(Data lines)
^^^^

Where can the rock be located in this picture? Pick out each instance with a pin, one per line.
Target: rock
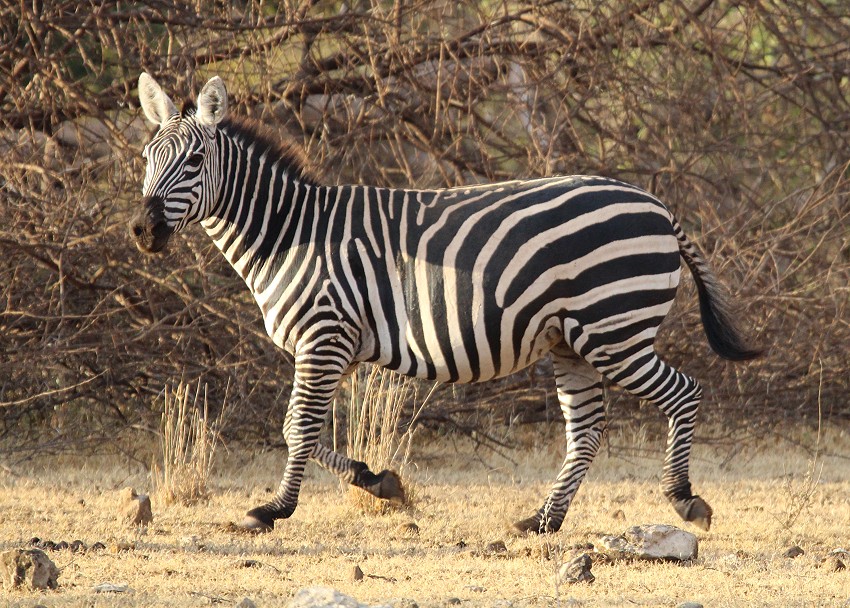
(111, 588)
(29, 568)
(135, 508)
(120, 546)
(408, 529)
(651, 542)
(495, 548)
(836, 560)
(577, 570)
(323, 597)
(401, 602)
(793, 552)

^^^^

#### YOUR INSTRUCTIONS
Please copy the records above word for word, without any changes. Leave the pictures out.

#### SOLUTION FOR THIS TASK
Where can the rock be located in this picture? Pick out each instance with a pin, one per line.
Target: rock
(111, 588)
(29, 568)
(135, 508)
(120, 546)
(408, 529)
(651, 542)
(495, 548)
(836, 560)
(577, 570)
(323, 597)
(401, 602)
(793, 552)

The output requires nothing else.